[WHAT THE TASK REQUIRES]
Please answer from the fishing report below: in which month does the true high-speed spinning season start?

THE FISHING around Batemans Bay is currently firing on all fronts – wherever you choose to wet a line, the fish seem to be responsive.
Offshore fishos in the know have been doing fantastically well on quality snapper for months now and the bite does not seem to have slowed. Reds to 7kg have been succumbing to the deadly floating baits in the berley trails from the grounds around Burrewarra Point and the extensive Moruya reef complexes. Divers have also seen some big schools of large snapper in close under the Burrie cliffs. The same locations should be red-hot for kingfish, especially if the slimy mackerel schools are present on the day.
On the deep-blue front, marlin should be all but guaranteed and school yellowfin to 30kg have been reasonably prevalent for a few months now, which is mighty encouraging. Even the odd school of albacore has been popping up, especially a good distance beyond the shelf in the cooler patches of water. The longline fleet was catching good albies this time last year, even though they are more a late-season option. Once again, the action was a long way over the shelf in cooler water.
Off the stones, the reports of game fish have been a bit scarce, most likely due to the LBG brigade being stung too many times with lousy seasons in years gone by. Good numbers of slimy mackerel are about so a bit of dedication and persistence should pay off.
February is the true start of the high-speed spinning season. Light to middleweight pelagics should be zipping through the washes by the time you read this and they shouldn’t slow until the end of April. The species on offer vary from year to year, depending on what fish ride the East Australian Current down the coast, but you can expect to see rat kingfish, bonito, frigate mackerel, salmon, tailor and stud slimies to smack a metal baitfish profile.
Big mack tuna, northern bluefin, small cobia and even spotted mackerel have been taken on lures around the Bay some seasons and it is not hard to see why I rate this form of fishing one of my favourites. The variety of fish eager to crunch a lure can be staggering at times and it will be interesting to see if we get another good showing of juvenile samson fish this season. Last year saw quite a few of these ‘tourists’ show up in several locations right until the onset of Winter.

[RECORDED INFORMATION]
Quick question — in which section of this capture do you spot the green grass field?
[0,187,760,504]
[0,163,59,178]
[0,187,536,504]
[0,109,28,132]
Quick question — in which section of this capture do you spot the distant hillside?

[COMPLETE OUTPUT]
February